> **JOB**: Below is a listing; copy all of it exactly.

• • • • •

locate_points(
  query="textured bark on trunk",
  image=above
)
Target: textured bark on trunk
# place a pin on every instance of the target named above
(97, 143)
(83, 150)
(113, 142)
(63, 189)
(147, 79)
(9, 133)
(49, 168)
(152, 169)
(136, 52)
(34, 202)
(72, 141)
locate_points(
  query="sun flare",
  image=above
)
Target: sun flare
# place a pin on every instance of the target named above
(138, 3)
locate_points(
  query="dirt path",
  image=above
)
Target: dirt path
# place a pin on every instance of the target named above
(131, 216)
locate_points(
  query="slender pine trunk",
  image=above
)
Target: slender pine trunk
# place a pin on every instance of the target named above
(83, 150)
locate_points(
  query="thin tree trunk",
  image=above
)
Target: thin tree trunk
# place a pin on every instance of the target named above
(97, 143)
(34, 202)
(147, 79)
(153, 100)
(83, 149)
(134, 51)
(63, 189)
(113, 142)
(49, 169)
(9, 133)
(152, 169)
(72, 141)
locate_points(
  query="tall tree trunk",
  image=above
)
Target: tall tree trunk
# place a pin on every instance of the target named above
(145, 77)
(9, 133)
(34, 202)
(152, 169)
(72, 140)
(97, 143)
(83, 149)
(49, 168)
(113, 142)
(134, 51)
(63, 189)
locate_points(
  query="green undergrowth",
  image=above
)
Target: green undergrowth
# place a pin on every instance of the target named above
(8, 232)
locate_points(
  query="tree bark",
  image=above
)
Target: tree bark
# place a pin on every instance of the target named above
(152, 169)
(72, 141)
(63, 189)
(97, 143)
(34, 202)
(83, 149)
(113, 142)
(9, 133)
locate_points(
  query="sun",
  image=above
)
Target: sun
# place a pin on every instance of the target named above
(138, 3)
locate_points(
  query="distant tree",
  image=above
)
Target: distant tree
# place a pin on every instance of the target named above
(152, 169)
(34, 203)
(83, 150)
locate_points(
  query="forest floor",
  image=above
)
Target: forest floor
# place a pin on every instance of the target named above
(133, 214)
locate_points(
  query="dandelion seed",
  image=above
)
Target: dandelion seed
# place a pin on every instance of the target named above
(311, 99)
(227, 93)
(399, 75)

• • • • •

> **RESPONSE TO THE TASK**:
locate_points(
  query="textured bark on trunk",
  image=above
)
Target: textured bark on trunk
# place a pin on every instance of the target named above
(97, 143)
(83, 150)
(113, 142)
(63, 189)
(147, 79)
(9, 133)
(49, 168)
(152, 169)
(136, 52)
(34, 202)
(72, 141)
locate_points(
  query="sun flare",
  image=above
)
Target: sun flare
# place a pin on every instance of the target named above
(138, 3)
locate_points(
  query="dirt path",
  image=above
)
Target: dirt path
# place a pin on every instance of the target named above
(131, 216)
locate_points(
  query="slender pine trunk",
  image=above
)
Target: slender pine trunk
# place a pin on every instance of the target named above
(83, 150)
locate_points(
  query="thin tree trunk",
  image=above
)
Target: thin tree trunk
# place a pin on every instance of the target named above
(97, 143)
(34, 202)
(147, 79)
(153, 100)
(83, 149)
(134, 51)
(63, 189)
(113, 142)
(49, 169)
(9, 133)
(152, 169)
(72, 141)
locate_points(
  query="tall tree trunk",
  image=above
)
Target: tall tree trunk
# place a pin on every instance of the target named above
(145, 77)
(9, 133)
(34, 202)
(152, 169)
(72, 140)
(97, 143)
(83, 149)
(49, 168)
(113, 142)
(134, 51)
(63, 189)
locate_points(
  query="green undergrowth",
  image=above
)
Target: green undergrowth
# place a pin on every instance of the target named above
(8, 232)
locate_points(
  query="tree bark",
  image=above
)
Target: tree bark
# place a pin on every instance of the target named above
(152, 169)
(72, 141)
(63, 189)
(97, 143)
(34, 202)
(83, 149)
(113, 142)
(9, 133)
locate_points(
  query="sun",
  image=above
)
Target: sun
# place a pin on every instance of the target named above
(138, 3)
locate_points(
  query="distant tree",
  image=above
)
Target: distant tree
# place a pin on every instance of the target named above
(152, 169)
(34, 203)
(83, 150)
locate_points(
  query="forest floor",
  image=above
)
Target: forest floor
# place a pin on every instance of the target named above
(133, 214)
locate_points(
  query="dandelion seed",
  image=above
)
Target: dandelion seed
# place a pin on every instance of the target named above
(311, 99)
(227, 93)
(399, 75)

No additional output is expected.